Radiograph of normal rat paw on day 22.
Radiograph of adjuvant induced arthritic paw on 22nd day.
Similarly, on day 22 Diclofenac 5 mg/kg treated rat paw showed soft tissue swelling, grossly dcreased joint space, increased opacity of joints showing bony sclerosis [Table/Fig-5] but on day 22, treatment with Diacerein 100 mg/kg it was observed that soft tissue swelling was markedly less, joint space is normal and no increased opacity or bony sclerosis or features of new bone formation seen [Table/Fig-6].
Radiograph of Diclofenac 5 mg/kg treated rat paw on 22nd day.
Radiograph of Diacerein 100 mg/kg treated rat paw on 22nd day.

• **Information given**:
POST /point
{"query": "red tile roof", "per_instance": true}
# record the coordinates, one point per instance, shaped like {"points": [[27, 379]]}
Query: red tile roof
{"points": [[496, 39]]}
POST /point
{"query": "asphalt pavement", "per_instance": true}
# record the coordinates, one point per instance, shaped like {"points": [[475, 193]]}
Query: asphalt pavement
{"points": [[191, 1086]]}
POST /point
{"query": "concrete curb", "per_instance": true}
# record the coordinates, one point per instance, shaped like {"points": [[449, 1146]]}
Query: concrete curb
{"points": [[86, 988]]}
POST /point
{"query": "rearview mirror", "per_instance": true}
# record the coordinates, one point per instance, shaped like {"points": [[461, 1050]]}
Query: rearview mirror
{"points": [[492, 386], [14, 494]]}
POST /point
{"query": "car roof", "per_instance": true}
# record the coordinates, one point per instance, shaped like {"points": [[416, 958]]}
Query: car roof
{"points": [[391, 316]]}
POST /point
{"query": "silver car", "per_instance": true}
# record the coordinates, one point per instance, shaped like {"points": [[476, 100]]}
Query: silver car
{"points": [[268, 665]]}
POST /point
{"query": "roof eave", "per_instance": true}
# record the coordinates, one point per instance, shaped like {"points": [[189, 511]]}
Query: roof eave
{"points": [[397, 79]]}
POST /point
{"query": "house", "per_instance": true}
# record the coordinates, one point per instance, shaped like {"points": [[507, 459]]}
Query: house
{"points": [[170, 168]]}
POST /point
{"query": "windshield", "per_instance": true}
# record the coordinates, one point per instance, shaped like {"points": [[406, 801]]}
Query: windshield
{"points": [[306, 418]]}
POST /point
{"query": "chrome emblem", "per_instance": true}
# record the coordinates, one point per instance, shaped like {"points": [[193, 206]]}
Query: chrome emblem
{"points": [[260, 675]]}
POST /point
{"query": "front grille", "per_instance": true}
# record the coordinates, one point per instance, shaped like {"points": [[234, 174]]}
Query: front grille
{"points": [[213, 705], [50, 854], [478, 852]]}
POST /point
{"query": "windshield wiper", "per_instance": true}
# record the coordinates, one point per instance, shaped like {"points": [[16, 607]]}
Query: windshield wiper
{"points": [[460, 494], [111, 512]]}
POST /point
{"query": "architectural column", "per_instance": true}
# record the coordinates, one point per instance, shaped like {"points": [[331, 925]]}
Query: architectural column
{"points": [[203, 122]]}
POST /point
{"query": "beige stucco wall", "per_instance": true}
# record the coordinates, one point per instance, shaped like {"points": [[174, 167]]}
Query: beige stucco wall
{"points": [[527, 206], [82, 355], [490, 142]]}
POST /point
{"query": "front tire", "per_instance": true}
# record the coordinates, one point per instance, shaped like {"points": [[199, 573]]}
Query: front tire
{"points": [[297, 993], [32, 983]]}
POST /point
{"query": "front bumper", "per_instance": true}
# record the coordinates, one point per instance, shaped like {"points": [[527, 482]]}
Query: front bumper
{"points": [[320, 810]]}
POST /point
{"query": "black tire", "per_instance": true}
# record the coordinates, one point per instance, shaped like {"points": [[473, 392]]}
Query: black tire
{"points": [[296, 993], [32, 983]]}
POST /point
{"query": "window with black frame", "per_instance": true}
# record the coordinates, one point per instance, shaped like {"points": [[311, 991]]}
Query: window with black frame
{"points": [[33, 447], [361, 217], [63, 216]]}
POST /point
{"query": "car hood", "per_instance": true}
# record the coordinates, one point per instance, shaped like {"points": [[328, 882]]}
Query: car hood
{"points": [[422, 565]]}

• **Try it**:
Answer these questions on the rat paw radiograph text:
1. How was the arthritis in the paw induced?
2. What dose of Diacerein was given to the treated rat?
3. In the Diclofenac-treated paw, what did the increased opacity of the joints show?
The records are not needed for this work.

• **Answer to this task**:
1. It was induced with adjuvant.
2. 100 mg/kg.
3. Bony sclerosis.